__Exercise instructions__.
Go to the line that contains "Question. Point out every instance of the dry" and extract it along with every line after it, exactly, through the end of the data below.

__Input data__.
------------

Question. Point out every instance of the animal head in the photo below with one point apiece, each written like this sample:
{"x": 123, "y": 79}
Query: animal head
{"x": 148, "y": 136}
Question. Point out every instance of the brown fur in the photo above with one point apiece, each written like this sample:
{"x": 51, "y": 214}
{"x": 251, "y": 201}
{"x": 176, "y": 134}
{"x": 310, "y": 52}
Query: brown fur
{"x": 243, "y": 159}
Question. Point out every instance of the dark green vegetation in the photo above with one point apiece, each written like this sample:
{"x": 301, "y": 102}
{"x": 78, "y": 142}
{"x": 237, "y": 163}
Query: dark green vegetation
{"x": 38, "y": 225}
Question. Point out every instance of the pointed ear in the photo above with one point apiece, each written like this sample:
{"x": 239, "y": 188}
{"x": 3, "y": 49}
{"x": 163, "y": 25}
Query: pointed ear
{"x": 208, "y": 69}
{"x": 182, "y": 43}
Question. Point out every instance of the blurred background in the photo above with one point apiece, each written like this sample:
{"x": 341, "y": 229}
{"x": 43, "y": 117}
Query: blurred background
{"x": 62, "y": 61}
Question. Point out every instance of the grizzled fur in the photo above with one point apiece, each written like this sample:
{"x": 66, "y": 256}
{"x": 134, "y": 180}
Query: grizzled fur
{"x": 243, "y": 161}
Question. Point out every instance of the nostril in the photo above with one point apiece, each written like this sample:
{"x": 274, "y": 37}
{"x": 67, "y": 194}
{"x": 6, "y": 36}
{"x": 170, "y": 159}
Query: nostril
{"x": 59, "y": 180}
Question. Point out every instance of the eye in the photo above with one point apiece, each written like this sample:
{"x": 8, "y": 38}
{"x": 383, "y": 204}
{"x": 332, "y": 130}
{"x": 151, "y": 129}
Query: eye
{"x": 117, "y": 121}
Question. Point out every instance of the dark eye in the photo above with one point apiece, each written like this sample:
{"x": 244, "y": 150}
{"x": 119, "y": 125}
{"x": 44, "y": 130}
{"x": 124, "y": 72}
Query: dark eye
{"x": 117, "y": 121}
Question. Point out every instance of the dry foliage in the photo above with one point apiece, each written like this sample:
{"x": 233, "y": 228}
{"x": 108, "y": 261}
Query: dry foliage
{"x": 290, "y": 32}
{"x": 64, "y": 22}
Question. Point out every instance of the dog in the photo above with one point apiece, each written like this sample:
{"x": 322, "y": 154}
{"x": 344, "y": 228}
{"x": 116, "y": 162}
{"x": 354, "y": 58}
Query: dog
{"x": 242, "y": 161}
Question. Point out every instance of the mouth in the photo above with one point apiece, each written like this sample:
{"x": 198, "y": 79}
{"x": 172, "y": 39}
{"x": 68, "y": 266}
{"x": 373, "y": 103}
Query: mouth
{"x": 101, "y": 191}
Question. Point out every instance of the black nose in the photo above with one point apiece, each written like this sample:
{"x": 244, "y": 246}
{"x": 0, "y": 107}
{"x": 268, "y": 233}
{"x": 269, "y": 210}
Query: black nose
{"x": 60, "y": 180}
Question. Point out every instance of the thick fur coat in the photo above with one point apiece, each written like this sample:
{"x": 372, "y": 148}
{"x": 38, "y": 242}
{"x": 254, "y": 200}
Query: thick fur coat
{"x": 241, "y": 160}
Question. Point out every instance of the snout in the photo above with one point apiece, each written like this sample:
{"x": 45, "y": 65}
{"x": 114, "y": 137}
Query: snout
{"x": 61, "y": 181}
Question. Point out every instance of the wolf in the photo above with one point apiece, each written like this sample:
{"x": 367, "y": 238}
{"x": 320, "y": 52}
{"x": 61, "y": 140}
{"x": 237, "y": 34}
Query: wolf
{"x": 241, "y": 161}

------------

__Response to this task__.
Question. Point out every instance of the dry foliage in the photo above with one point apiece, each written like this sample:
{"x": 233, "y": 228}
{"x": 108, "y": 261}
Query: dry foliage
{"x": 290, "y": 32}
{"x": 64, "y": 22}
Question. Point out every instance of the dog in the photo above with one point apiece, each written like this sample:
{"x": 322, "y": 154}
{"x": 344, "y": 228}
{"x": 116, "y": 162}
{"x": 354, "y": 58}
Query: dog
{"x": 242, "y": 161}
Question. Point out every instance of the mouth in the photo above with one point apiece, each written like this sample:
{"x": 198, "y": 79}
{"x": 172, "y": 39}
{"x": 68, "y": 266}
{"x": 373, "y": 103}
Query: mouth
{"x": 101, "y": 191}
Question. Point out every instance of the black nose in the photo above with one point apiece, each written like this sample:
{"x": 244, "y": 246}
{"x": 0, "y": 107}
{"x": 268, "y": 233}
{"x": 269, "y": 210}
Query: black nose
{"x": 60, "y": 180}
Question. Point out every instance of the thick fur coat in the photo above with one point apiece, each written like this sample:
{"x": 372, "y": 148}
{"x": 38, "y": 242}
{"x": 254, "y": 200}
Query: thick fur coat
{"x": 241, "y": 160}
Question. Point out every instance of the snout in the photo above with one point apiece, each written like this sample:
{"x": 45, "y": 65}
{"x": 114, "y": 137}
Query: snout
{"x": 61, "y": 181}
Question. Point out every instance of the wolf in the photo above with one point apiece, each written like this sample:
{"x": 367, "y": 238}
{"x": 320, "y": 52}
{"x": 61, "y": 140}
{"x": 237, "y": 34}
Query: wolf
{"x": 241, "y": 161}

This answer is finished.